# 页面:
═══
Pipeline模式
一、课程概述
学习要点 | 重要程度 | 掌握目标 |
---|---|---|
流水线设计 | ★★★★★ | 掌握Pipeline基本结构和设计原则 |
扇入扇出 | ★★★★☆ | 理解并实现多输入多输出的Pipeline |
错误传播 | ★★★★★ | 掌握Pipeline中的错误处理机制 |
吞吐量优化 | ★★★★☆ | 学会优化Pipeline的性能和吞吐量 |
二、Pipeline模式基础
让我们首先实现一个基础的Pipeline框架:
package pipeline
import (
"context"
"fmt"
"sync"
)
// Stage 代表Pipeline中的一个阶段
type Stage func(ctx context.Context, in <-chan interface{}) (<-chan interface{}, error)
// Pipeline 代表一个完整的处理流水线
type Pipeline struct {
stages []Stage
errCh chan error
}
// New 创建新的Pipeline
func New(stages ...Stage) *Pipeline {
return &Pipeline{
stages: stages,
errCh: make(chan error, len(stages)),
}
}
// Run 运行Pipeline
func (p *Pipeline) Run(ctx context.Context, in <-chan interface{}) (<-chan interface{}, <-chan error) {
out := in
var err error
// 按顺序执行每个Stage
for i, stage := range p.stages {
out, err = stage(ctx, out)
if err != nil {
p.errCh <- fmt.Errorf("stage %d failed: %v", i, err)
close(p.errCh)
return nil, p.errCh
}
}
return out, p.errCh
}
// Merge 合并多个channel的数据(扇入)
func Merge(ctx context.Context, channels ...<-chan interface{}) <-chan interface{} {
var wg sync.WaitGroup
out := make(chan interface{})
// 为每个输入channel启动一个goroutine
output := func(c <-chan interface{}) {
defer wg.Done()
for n := range c {
select {
case out <- n:
case <-ctx.Done():
return
}
}
}
wg.Add(len(channels))
for _, c := range channels {
go output(c)
}
// 当所有输入channel都关闭后,关闭输出channel
go func() {
wg.Wait()
close(out)
}()
return out
}
// Split 将一个channel的数据分配给多个处理goroutine(扇出)
func Split(ctx context.Context, in <-chan interface{}, n int) []<-chan interface{} {
outs := make([]<-chan interface{}, n)
═══
# 任务说明 1:
把 Pipeline 页面里从"return nil, p.errCh"开始、一直到"defer wg.Done()"为止的这一段重写一遍，并把其中的"wg"全部替换成"waitGroup"。
上面的 Pipeline 页面和下面的记录来源不同。

记录:
═══
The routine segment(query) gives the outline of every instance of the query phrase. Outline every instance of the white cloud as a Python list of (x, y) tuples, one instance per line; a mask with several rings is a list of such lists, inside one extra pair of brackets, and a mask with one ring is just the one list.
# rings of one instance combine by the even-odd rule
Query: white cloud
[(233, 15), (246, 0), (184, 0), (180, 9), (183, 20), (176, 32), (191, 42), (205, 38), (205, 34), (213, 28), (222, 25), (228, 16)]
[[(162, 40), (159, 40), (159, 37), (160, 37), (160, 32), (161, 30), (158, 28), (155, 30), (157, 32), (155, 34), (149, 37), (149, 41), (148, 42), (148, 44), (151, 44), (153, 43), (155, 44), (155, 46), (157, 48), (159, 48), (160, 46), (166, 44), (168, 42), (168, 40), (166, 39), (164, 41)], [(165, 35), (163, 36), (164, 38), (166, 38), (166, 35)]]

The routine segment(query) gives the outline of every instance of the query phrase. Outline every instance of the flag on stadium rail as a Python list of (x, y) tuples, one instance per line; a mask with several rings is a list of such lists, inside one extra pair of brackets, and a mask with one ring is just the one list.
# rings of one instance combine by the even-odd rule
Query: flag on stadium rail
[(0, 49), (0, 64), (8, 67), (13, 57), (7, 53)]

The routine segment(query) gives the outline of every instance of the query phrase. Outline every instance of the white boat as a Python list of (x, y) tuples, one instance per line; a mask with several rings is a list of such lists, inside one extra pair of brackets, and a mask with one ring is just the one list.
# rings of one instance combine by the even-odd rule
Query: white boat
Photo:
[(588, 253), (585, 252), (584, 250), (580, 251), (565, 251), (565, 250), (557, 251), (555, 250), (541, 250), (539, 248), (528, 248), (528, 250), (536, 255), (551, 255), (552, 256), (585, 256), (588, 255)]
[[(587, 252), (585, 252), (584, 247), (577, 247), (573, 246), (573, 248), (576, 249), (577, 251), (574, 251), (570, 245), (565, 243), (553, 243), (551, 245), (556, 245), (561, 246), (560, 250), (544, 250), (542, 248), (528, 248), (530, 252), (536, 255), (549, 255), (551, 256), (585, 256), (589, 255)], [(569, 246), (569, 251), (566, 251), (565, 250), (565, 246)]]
═══
# 任务说明 2:
把记录从开头起、一直到含有"[(0, 49), (0, 64), (8, 67), (13, 57), (7, 53)]"的那一行为止的各行整理成 Markdown 表格，列名用"序号"和"记录行"，空行不计入。

# 最终结果 1:
return nil, p.errCh
}
}
return out, p.errCh
}
// Merge 合并多个channel的数据(扇入)
func Merge(ctx context.Context, channels ...<-chan interface{}) <-chan interface{} {
var waitGroup sync.WaitGroup
out := make(chan interface{})
// 为每个输入channel启动一个goroutine
output := func(c <-chan interface{}) {
defer waitGroup.Done()

# 最终结果 2:
| 序号 | 记录行 |
|---|---|
| 1 | The routine segment(query) gives the outline of every instance of the query phrase. Outline every instance of the white cloud as a Python list of (x, y) tuples, one instance per line; a mask with several rings is a list of such lists, inside one extra pair of brackets, and a mask with one ring is just the one list. |
| 2 | # rings of one instance combine by the even-odd rule |
| 3 | Query: white cloud |
| 4 | [(233, 15), (246, 0), (184, 0), (180, 9), (183, 20), (176, 32), (191, 42), (205, 38), (205, 34), (213, 28), (222, 25), (228, 16)] |
| 5 | [[(162, 40), (159, 40), (159, 37), (160, 37), (160, 32), (161, 30), (158, 28), (155, 30), (157, 32), (155, 34), (149, 37), (149, 41), (148, 42), (148, 44), (151, 44), (153, 43), (155, 44), (155, 46), (157, 48), (159, 48), (160, 46), (166, 44), (168, 42), (168, 40), (166, 39), (164, 41)], [(165, 35), (163, 36), (164, 38), (166, 38), (166, 35)]] |
| 6 | The routine segment(query) gives the outline of every instance of the query phrase. Outline every instance of the flag on stadium rail as a Python list of (x, y) tuples, one instance per line; a mask with several rings is a list of such lists, inside one extra pair of brackets, and a mask with one ring is just the one list. |
| 7 | # rings of one instance combine by the even-odd rule |
| 8 | Query: flag on stadium rail |
| 9 | [(0, 49), (0, 64), (8, 67), (13, 57), (7, 53)] |